Poursuivez le passage sur Emmanuel Macron et la présidentielle de 2017 en reprenant après sa dernière phrase.

## Passage retenu
::::::::

C’est le choix fait par Emmanuel Macron. Une pièce politique qui allait être mise à la casse, mais encore utile pour franchir les kilomètres qui le sépare d’une possible victoire. Une pièce politique marquée au fer rouge de son inconstance, de son inconséquence et de sa mièvrerie faussement centriste mais vraiment opportuniste, qui rappelle que la politique et l’honneur ne font pas bon ménage. Bayrou arrivait en fin de carrière, pour avoir trahi tellement de camps qu’il n’en trouvait d’autres que le sien. Ou las casse. Le fonds de commerce de 2007 fondait à chaque élection comme le sous-menton avec l’âge, et les 18% du passé valait désormais 4 ou 5% au mieux. En 2022, il serait passé sous le score de Copé, qui reste en la matière ce qui existe de plus proche de la définition du néant politique. Le trou noir. Le score qui vous est assuré par la fidélité des membres proches de votre famille. Il ne restait dans le parti de Bayrou que quelques sourds et malentendants que l’on avait pas informé par le langage approprié, de la disparition de leur « leader ». Et sa numéro2, Marielle, encore un M, dont le visage de papyrus parvient encore à s’insérer dans quelques débats destinés à faire croire que le Modem est autre chose que son homonyme électronique. Un engin qui faisait de drôles bruits quand on tentait de se connecter à internet. Cela fut utile, et même original, mais qui finit, lui aussi, à la casse.

L’intégrité en politique, ne survit pas au besoin de pouvoir. L’honneur est à géométrie variable et préfère l’arithmétique. Or pour l’élection de 2017, tout se jouera dans un mouchoir (usagé) de poche. Fillon qui a dégoûté une partie de son électorat, âgé, pour qui l’intégrité est une vertu cardinale, et la démission sa preuve éclatante en cas de scandale, va l’abandonner et mettre en péril ses chances de faire un score suffisant pour être qualifié au second tour. Mélanchon à moins d’un changement de dernière minute préfèrera la défaite seul à la victoire à plusieurs, et empêchera Hamon de dépasser les 12% que son programme inepte lui permettra à peine d’atteindre. Marine fera carton plein, car le peuple croit bêtement, à travers elle qui est un pur produit du système, qu’elle est là pour ensevelir ce système. Du fait de la crasse de notre classe politique, elle pourra pourtant maintenir l’illusion de propreté et obtiendra 35% ou plus. Et fera honte à ces adversaires qui ont moins bien compris la France. La France, ou plutôt le monde, car le phénomène de rejet et de colère est mondial.

Face à tous ces aveugles, il y a le borgne. Emmanuel Macron. Ce Ministre qui nous a impressionné par sa capacité de surprendre. Qui prononça pour la première fois des mots qui étaient tabous en France. Le travail, les monopoles, la richesse. Qui tenta de démontrer que la France passait avant les intérêts partisans. Ce Macron là nous servait alors une soupe chaude, qui devenions les pauvres, les orphelins, d’une classe politique indigne de ce pays.

::::::::

## Extrait de données
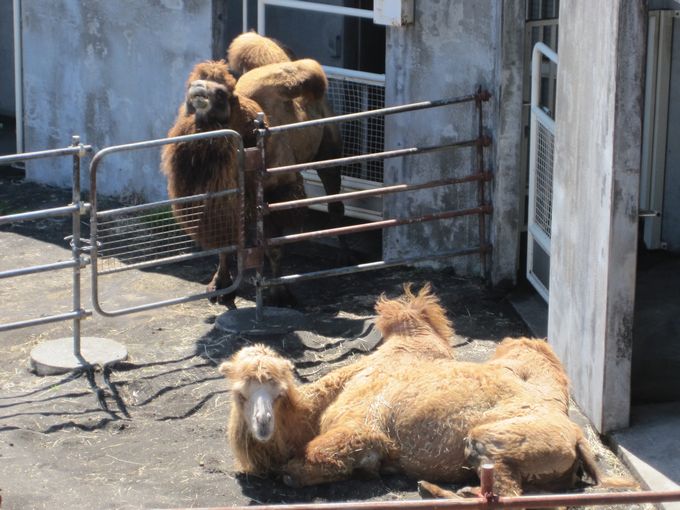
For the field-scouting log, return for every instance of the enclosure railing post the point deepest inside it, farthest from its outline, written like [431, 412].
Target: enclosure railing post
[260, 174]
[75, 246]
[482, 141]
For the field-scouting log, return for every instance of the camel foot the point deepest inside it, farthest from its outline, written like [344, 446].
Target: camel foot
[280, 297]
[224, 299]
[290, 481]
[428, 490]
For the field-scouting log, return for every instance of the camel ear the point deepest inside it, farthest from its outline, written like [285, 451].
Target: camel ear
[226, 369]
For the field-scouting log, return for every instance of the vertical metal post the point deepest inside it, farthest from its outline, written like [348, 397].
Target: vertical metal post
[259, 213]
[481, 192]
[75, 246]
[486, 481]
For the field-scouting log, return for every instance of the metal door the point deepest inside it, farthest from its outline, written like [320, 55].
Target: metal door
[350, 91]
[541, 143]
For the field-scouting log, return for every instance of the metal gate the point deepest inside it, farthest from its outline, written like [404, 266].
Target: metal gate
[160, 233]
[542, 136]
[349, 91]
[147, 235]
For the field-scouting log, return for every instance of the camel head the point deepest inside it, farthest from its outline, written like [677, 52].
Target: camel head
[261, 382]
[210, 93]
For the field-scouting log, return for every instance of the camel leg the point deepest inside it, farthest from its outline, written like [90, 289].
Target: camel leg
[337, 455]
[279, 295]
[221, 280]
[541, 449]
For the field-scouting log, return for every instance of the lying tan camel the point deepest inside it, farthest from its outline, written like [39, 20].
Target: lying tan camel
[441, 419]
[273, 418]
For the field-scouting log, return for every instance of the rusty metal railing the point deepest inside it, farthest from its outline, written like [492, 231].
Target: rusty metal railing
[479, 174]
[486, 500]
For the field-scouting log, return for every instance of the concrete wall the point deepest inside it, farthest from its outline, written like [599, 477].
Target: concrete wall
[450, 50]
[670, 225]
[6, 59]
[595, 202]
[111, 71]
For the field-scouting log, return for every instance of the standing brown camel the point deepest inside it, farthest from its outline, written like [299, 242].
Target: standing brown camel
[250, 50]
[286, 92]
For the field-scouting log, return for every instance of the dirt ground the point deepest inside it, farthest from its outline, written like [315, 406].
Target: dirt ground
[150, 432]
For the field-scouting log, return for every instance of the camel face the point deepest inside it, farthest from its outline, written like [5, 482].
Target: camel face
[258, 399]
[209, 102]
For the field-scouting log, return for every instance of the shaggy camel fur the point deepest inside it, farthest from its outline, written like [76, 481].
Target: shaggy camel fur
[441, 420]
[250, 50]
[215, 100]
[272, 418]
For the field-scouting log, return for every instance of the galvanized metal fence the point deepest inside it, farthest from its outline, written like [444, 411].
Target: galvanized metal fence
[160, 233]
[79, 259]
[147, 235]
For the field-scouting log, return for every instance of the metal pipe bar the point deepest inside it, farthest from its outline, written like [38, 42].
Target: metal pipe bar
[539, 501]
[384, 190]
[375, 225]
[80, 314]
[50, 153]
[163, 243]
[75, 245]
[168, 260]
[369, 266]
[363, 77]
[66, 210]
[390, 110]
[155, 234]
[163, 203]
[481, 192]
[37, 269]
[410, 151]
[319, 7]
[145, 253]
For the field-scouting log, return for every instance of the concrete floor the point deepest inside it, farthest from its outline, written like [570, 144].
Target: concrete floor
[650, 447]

::::::::

## Résultat
Puis la campagne s’est chargée de rendre tiède, pour ne pas dire froide, la soupe servie. Néanmoins attendons l’annonce de son programme. A ce jour, les 35 heures, le contrôle des chômeurs, la suppression du RSI, les crimes contre l’humanité, ont sérieusement écorné nos certitudes face à sa volonté de réforme sincère et nous attendons le contenu d’un paquet cadeau qui était très vendeur. Comme tout politique il a compris que la soupe tiède convenait à tous les palais, surtout quand on voulait avaler au centre et pas de travers. Du coup, le corps entrepreneurial est devenu plus circonspect face à ce visage qui n’a pas changé, mais dont la voix a mué. Des discours plats dotés des sous-entendus et « d’entre lignes », qui ravissent ceux qui ont fait l’agrégation et connaissent leurs classiques, mais qui laissent sur leur faim ceux qui ne sont pas venus pour prendre une leçon littérature grecque ou de tout autre pays non endetté.

Et pour parachever cette suite de couacs médiatiques, arrive la pièce défectueuse. Bayrou. Celui dont la veste craque d’avoir été trop retournée. La girouette la plus « venteuse » que le centre nous ai donné à découvrir. Le rentier qui aura vendu ses voix à la gauche quand c’était nécessaire, pour se prostituer pour la droite le jour où la Marie de Pau, sa dernière source de revenu possible, pouvait lui être réservée pour bons et loyaux transferts de voix. Celui qui fait bégayer l’histoire à chaque élection est le prototype de ces personnages fuyants, à la main molle, qui aurait fait des miracles lors de la troisième république et se sont égarés dans la cinquième. Ces personnages obséquieux et insondables, dont la couleur s’adapte à l’environnement pour mieux s’y fondre, sans plus de respect pour les électeurs qui l’ont élu, qu’ils n’en ont pour eux même. Ces personnages qui évitent les miroirs pour ne pas réaliser qu’ils n’ont pas de reflet. Sur ce pari gagnant électoralement, Macron a certainement gagné 4% et perdu 2.5%. Il a gagné la légion fondante de ceux qui votent encore pour lui par réflexe pavlovien, atteint d’Alzheimer pour la plupart, et perdu les entrepreneurs en contrepartie. Ou plutôt une partie. Ceux qui sont intègres renoncent déjà à Macron, les autres maintiendront leur vote. Par dépit. A cause de cette hérésie, l’élection se fera contre quand elle aurait enfin pu se faire pour quelqu’un.  Dommage.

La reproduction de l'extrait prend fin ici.